##### SOURCE RECORDS #####

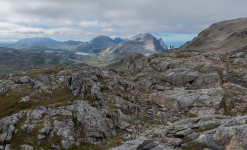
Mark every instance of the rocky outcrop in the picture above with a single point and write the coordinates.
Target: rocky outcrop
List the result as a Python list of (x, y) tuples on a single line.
[(174, 100)]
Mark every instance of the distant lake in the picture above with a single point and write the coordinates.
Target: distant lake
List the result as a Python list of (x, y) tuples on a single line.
[(87, 54)]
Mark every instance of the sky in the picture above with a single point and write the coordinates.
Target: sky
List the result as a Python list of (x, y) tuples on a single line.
[(172, 20)]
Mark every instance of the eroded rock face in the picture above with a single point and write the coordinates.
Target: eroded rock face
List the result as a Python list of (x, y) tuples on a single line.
[(174, 100)]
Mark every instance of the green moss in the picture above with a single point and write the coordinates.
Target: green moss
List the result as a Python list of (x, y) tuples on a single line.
[(189, 114), (110, 105), (10, 104), (47, 143), (152, 122), (25, 138), (104, 145), (206, 129), (194, 146)]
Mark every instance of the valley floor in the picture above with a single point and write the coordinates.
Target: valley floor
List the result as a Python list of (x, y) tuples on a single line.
[(178, 99)]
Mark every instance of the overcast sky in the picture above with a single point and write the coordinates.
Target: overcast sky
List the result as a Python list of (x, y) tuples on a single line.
[(173, 20)]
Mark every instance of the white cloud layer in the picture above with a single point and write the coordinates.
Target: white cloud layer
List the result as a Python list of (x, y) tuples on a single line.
[(88, 18)]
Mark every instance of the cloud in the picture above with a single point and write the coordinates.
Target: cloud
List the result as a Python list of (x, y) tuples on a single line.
[(83, 18)]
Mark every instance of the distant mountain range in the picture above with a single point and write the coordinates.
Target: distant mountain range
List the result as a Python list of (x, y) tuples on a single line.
[(96, 45), (144, 44), (15, 60), (30, 42)]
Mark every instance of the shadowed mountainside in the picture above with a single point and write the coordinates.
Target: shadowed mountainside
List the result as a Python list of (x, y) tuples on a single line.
[(221, 37)]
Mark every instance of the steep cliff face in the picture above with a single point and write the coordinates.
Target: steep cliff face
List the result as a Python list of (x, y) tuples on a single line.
[(221, 37), (144, 44)]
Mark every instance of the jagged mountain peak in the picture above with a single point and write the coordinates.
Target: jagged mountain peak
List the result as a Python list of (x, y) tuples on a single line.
[(145, 44)]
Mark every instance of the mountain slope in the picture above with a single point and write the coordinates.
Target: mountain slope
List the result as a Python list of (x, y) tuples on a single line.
[(221, 37), (174, 100), (145, 44), (98, 44), (15, 60)]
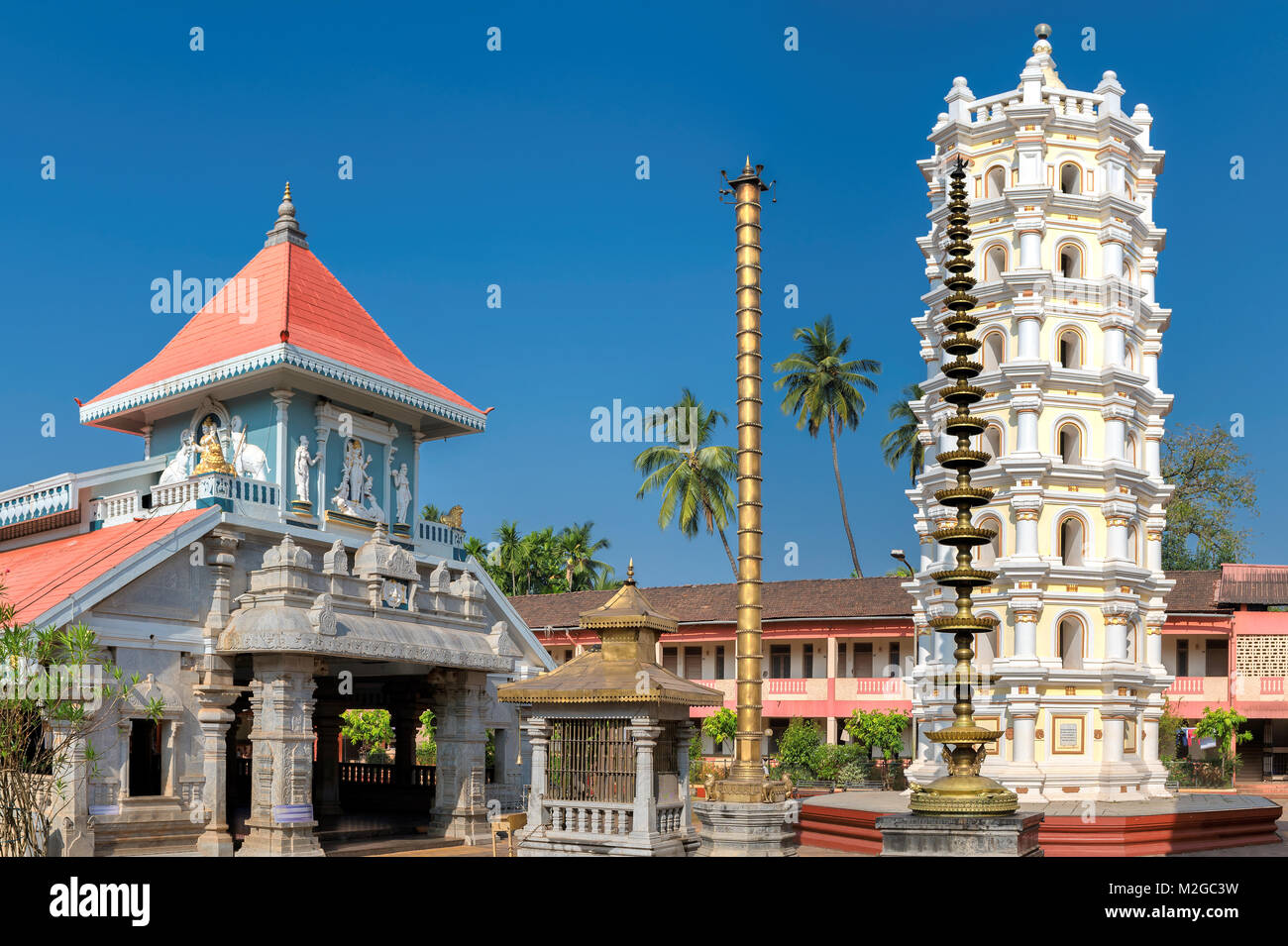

#####

WHAT IS REQUIRED
Output the full listing verbatim, but drop the images.

EXERCISE RESULT
Mark every instance of the rocky outcrop in the picture above with a single point and write the coordinates.
Target: rocky outcrop
List the result as a Python list of (x, y) tuples on a single line.
[(174, 100)]
Mark every instance of the distant lake in the picture above with a single point and write the coordinates.
Target: distant lake
List the result as a Python list of (x, y) tuples on a single line.
[(87, 54)]
Mark every instance of the sky in the picture above with a single point and write the coordinates.
Target: sky
List the result as a Python list of (x, y) tuples on a single line.
[(172, 20)]
Mark every instance of the eroded rock face in the picture above with a single point and write the coordinates.
Target: eroded rock face
List the result as a Python list of (x, y) tuples on a single line.
[(174, 100)]
Mark every instance of the green moss in the picture above with a single point and write the coordinates.
Target: green moss
List the result as a Python list of (x, y) tuples on a single line.
[(189, 114), (110, 105), (10, 104), (47, 143), (152, 122), (25, 138), (104, 145), (206, 129), (194, 146)]
Mark every instance of the valley floor in the picture above with a single point and write the coordinates.
Target: valley floor
List the result as a Python list of (x, y) tuples on a single line.
[(178, 99)]
Mark every instance of the overcast sky in the picture above with a single point and write the coordinates.
Target: overcast sky
List the result as a Python list of (x, y) tuples on a single line.
[(173, 20)]
Mark every instance of the white cloud layer in the picture above with a single point and write the coordinates.
Target: white cloud layer
List the result as a Python list of (x, y) tuples on a single line.
[(88, 18)]
Mark every instance of the cloud in the picture above with a single point and write the coordinates.
Target: cloud
List the result as a Python list of (x, y) tuples on a single line.
[(83, 18)]
Mark every instance of the distant mountain range in the picture above with a single point and write the coordinates.
Target: distant mountain range
List the result as a Python list of (x, y) tuples on a single line.
[(96, 45), (144, 44), (15, 60), (30, 42)]
Mark every instance of the shadowed mountainside in the picture above with a single point and write the coordinates.
Target: shadowed mountainside
List the result as a Python list of (x, y) tuples on a single line.
[(221, 37)]
Mark every instance of the steep cliff face in the picture above with a single point and write the coordinates.
Target: steep cliff face
List the result as a Python list of (x, y) tuples on a single line.
[(221, 37), (144, 44)]
Mark every instance of the jagged mountain peak in the picture above with a single point and write the coordinates.
Target: jagged mountain peak
List the result as a Python list of (x, y) tuples on a single line.
[(145, 44)]
Mark every instance of the mountain slope in the picture above with a single point and write the coordinates.
Target: mountain slope
List the result as a Python list of (x, y) tuples on a single line.
[(221, 37), (174, 100), (145, 44), (98, 44), (15, 60)]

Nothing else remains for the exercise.